_Stated goal:_
Revise the data below by replacing each "fence picket" with "wooden slat", keeping everything else the same.

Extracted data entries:

******

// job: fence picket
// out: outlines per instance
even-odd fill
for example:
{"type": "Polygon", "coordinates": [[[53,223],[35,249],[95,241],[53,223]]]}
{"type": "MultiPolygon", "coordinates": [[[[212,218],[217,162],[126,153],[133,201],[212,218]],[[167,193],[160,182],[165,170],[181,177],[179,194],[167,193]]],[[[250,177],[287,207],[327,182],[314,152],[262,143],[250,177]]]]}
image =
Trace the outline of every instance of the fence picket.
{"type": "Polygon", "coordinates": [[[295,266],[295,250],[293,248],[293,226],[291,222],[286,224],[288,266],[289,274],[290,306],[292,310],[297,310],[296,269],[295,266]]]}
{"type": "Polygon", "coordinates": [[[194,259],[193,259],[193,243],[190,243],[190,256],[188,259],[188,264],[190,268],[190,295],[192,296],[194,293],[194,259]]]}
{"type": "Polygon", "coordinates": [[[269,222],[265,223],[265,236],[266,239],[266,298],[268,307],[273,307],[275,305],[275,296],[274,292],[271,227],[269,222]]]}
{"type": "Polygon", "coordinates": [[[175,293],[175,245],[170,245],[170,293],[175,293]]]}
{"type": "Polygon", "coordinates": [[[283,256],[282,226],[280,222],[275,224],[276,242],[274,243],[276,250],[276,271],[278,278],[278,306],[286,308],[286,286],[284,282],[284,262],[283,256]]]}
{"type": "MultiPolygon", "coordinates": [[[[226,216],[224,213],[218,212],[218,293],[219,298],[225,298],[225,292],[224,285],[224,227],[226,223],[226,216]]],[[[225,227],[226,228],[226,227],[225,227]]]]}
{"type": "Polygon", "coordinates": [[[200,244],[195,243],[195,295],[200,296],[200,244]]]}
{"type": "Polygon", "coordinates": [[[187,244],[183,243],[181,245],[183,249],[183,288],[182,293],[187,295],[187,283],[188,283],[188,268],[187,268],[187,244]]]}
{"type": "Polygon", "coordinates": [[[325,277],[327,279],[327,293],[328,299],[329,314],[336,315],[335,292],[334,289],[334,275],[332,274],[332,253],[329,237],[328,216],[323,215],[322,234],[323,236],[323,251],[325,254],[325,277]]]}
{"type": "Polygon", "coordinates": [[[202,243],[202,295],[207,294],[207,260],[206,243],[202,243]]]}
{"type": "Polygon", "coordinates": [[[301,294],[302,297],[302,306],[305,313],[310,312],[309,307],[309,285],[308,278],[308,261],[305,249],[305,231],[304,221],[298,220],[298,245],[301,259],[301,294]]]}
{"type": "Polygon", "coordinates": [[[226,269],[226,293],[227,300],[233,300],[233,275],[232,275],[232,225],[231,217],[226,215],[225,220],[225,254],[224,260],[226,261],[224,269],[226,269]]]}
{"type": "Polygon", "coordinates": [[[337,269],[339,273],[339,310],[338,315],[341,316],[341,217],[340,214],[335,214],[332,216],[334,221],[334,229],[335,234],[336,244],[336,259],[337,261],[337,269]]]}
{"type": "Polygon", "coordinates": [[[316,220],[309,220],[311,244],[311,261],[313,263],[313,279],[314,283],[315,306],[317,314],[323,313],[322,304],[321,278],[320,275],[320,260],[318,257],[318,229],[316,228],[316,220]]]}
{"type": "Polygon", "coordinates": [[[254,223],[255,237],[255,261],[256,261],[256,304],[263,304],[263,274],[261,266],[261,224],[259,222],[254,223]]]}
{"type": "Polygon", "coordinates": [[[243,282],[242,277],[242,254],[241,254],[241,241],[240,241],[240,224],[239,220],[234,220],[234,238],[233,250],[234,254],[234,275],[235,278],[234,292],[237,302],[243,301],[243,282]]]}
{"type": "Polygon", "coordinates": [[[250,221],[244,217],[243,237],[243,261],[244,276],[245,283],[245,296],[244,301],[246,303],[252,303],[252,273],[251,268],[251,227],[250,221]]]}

******

_Written response:_
// job: wooden slat
// out: outlines per instance
even-odd fill
for example:
{"type": "Polygon", "coordinates": [[[53,223],[35,249],[95,241],[53,223]]]}
{"type": "MultiPolygon", "coordinates": [[[[212,218],[217,162],[126,153],[133,201],[212,218]],[[167,193],[160,182],[165,170],[181,177],[179,194],[167,193]]],[[[250,177],[287,207],[327,182],[314,152],[262,143],[250,177]]]]}
image =
Trace the outline of every instance of the wooden slat.
{"type": "Polygon", "coordinates": [[[295,266],[295,250],[293,248],[293,226],[291,222],[286,224],[288,266],[289,274],[290,306],[292,310],[297,310],[296,269],[295,266]]]}
{"type": "Polygon", "coordinates": [[[194,259],[193,259],[193,243],[190,243],[190,256],[188,259],[188,264],[190,268],[190,295],[192,296],[194,293],[194,259]]]}
{"type": "Polygon", "coordinates": [[[269,222],[265,223],[265,236],[266,239],[266,298],[268,307],[273,307],[275,305],[275,296],[274,292],[271,227],[269,222]]]}
{"type": "Polygon", "coordinates": [[[175,293],[175,245],[170,245],[170,293],[175,293]]]}
{"type": "Polygon", "coordinates": [[[283,256],[282,226],[280,222],[275,224],[276,242],[274,243],[276,250],[276,271],[278,278],[278,306],[286,308],[286,286],[284,282],[284,262],[283,256]]]}
{"type": "MultiPolygon", "coordinates": [[[[226,216],[224,213],[218,212],[218,293],[219,298],[225,298],[225,292],[224,285],[224,227],[226,223],[226,216]]],[[[225,227],[226,228],[226,227],[225,227]]]]}
{"type": "Polygon", "coordinates": [[[200,244],[195,243],[195,295],[200,296],[200,244]]]}
{"type": "Polygon", "coordinates": [[[187,244],[183,243],[181,245],[183,249],[183,288],[182,293],[187,295],[187,283],[188,283],[188,268],[187,268],[187,244]]]}
{"type": "Polygon", "coordinates": [[[325,277],[327,279],[327,293],[328,299],[329,314],[336,315],[335,292],[334,289],[334,275],[332,274],[332,253],[329,237],[328,216],[323,215],[322,234],[323,236],[323,251],[325,254],[325,277]]]}
{"type": "Polygon", "coordinates": [[[202,243],[202,295],[207,294],[207,260],[206,243],[202,243]]]}
{"type": "Polygon", "coordinates": [[[301,294],[302,297],[302,306],[305,313],[310,312],[309,307],[309,285],[308,278],[308,261],[305,249],[305,231],[304,221],[298,220],[298,245],[301,259],[301,294]]]}
{"type": "Polygon", "coordinates": [[[226,269],[226,293],[227,300],[233,300],[233,275],[232,275],[232,225],[231,217],[226,215],[225,220],[225,254],[224,260],[226,261],[224,269],[226,269]]]}
{"type": "Polygon", "coordinates": [[[337,269],[339,273],[339,310],[338,315],[341,316],[341,217],[340,214],[335,214],[332,216],[334,221],[334,229],[335,234],[336,244],[336,259],[337,261],[337,269]]]}
{"type": "Polygon", "coordinates": [[[316,220],[309,220],[311,244],[311,261],[313,263],[313,279],[314,283],[315,306],[317,314],[323,313],[322,304],[321,278],[320,275],[320,260],[318,257],[318,229],[316,228],[316,220]]]}
{"type": "Polygon", "coordinates": [[[254,223],[255,237],[255,261],[256,261],[256,304],[263,304],[263,274],[261,266],[261,224],[259,222],[254,223]]]}
{"type": "Polygon", "coordinates": [[[243,282],[242,277],[242,254],[241,254],[241,241],[240,241],[240,224],[239,220],[234,220],[234,238],[233,250],[234,254],[234,275],[235,278],[234,292],[237,302],[243,301],[243,282]]]}
{"type": "Polygon", "coordinates": [[[250,221],[244,217],[243,237],[243,261],[244,276],[245,283],[245,296],[244,301],[246,303],[252,303],[252,273],[251,268],[251,227],[250,221]]]}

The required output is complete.